Outline records for named regions
++++++++

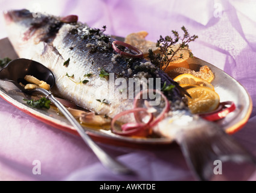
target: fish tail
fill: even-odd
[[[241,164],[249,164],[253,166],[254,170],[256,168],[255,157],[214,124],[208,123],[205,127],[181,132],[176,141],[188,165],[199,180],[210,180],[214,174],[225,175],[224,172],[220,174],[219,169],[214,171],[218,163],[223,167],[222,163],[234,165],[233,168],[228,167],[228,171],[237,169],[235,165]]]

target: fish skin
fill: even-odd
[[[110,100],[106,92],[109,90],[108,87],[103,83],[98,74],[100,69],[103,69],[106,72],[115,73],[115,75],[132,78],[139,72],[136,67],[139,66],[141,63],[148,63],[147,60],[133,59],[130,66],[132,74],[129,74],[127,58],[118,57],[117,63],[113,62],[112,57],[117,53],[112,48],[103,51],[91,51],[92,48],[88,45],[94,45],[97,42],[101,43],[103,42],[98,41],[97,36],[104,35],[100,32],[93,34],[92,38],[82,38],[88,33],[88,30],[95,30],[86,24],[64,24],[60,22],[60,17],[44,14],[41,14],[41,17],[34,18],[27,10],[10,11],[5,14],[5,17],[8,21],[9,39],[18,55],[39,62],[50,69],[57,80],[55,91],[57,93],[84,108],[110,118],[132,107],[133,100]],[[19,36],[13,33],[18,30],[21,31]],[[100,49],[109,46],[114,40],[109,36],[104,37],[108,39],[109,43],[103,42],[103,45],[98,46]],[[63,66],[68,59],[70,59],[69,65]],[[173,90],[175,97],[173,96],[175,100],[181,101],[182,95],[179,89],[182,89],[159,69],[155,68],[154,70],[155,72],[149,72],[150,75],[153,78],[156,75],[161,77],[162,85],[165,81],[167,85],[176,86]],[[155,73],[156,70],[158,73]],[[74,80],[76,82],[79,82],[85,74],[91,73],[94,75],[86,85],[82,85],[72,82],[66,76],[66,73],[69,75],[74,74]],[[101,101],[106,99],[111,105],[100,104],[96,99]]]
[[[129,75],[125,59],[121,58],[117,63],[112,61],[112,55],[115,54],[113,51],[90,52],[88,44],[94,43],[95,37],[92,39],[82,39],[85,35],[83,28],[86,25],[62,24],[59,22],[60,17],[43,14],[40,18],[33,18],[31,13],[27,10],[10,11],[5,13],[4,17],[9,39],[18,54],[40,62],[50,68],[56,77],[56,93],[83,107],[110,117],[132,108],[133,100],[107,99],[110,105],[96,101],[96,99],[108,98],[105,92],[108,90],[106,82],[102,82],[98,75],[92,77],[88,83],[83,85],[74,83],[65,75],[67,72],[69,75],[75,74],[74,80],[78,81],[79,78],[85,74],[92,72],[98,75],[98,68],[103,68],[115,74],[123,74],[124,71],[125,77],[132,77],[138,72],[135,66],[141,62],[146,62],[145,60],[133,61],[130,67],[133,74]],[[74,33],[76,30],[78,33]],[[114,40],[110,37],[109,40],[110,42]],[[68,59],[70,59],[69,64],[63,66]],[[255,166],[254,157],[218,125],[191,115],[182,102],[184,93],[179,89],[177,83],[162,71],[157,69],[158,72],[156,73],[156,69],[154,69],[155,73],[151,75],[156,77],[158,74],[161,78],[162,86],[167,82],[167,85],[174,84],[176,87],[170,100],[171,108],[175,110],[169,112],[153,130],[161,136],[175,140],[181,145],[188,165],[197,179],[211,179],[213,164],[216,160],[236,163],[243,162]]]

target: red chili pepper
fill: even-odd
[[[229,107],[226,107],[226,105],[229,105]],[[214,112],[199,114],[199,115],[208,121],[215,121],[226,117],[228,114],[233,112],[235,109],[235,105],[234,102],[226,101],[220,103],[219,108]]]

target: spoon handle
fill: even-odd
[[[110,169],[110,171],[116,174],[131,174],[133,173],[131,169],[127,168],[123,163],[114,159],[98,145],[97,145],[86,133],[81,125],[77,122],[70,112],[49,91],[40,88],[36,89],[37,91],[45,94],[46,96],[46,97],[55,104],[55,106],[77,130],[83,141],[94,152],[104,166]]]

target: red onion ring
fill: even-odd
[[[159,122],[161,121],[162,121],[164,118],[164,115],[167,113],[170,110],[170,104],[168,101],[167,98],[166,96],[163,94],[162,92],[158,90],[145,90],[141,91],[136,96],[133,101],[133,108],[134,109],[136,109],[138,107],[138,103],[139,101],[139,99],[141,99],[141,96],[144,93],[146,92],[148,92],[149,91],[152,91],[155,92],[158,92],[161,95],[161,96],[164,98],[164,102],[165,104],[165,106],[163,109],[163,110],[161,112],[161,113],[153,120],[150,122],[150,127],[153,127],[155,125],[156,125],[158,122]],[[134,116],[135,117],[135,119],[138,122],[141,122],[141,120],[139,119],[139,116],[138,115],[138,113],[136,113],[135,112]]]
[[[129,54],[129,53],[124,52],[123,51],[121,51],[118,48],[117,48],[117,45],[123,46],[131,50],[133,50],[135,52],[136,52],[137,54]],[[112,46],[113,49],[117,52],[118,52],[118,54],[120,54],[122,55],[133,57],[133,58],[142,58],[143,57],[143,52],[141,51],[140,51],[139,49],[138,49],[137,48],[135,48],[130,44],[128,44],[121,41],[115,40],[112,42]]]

++++++++

▶ _SET EXERCISE_
Select every line of the data above that contains the word "target", and copy each one.

▶ _EXERCISE OUTPUT_
target: fish tail
target: fish skin
target: red chili pepper
target: spoon handle
target: red onion ring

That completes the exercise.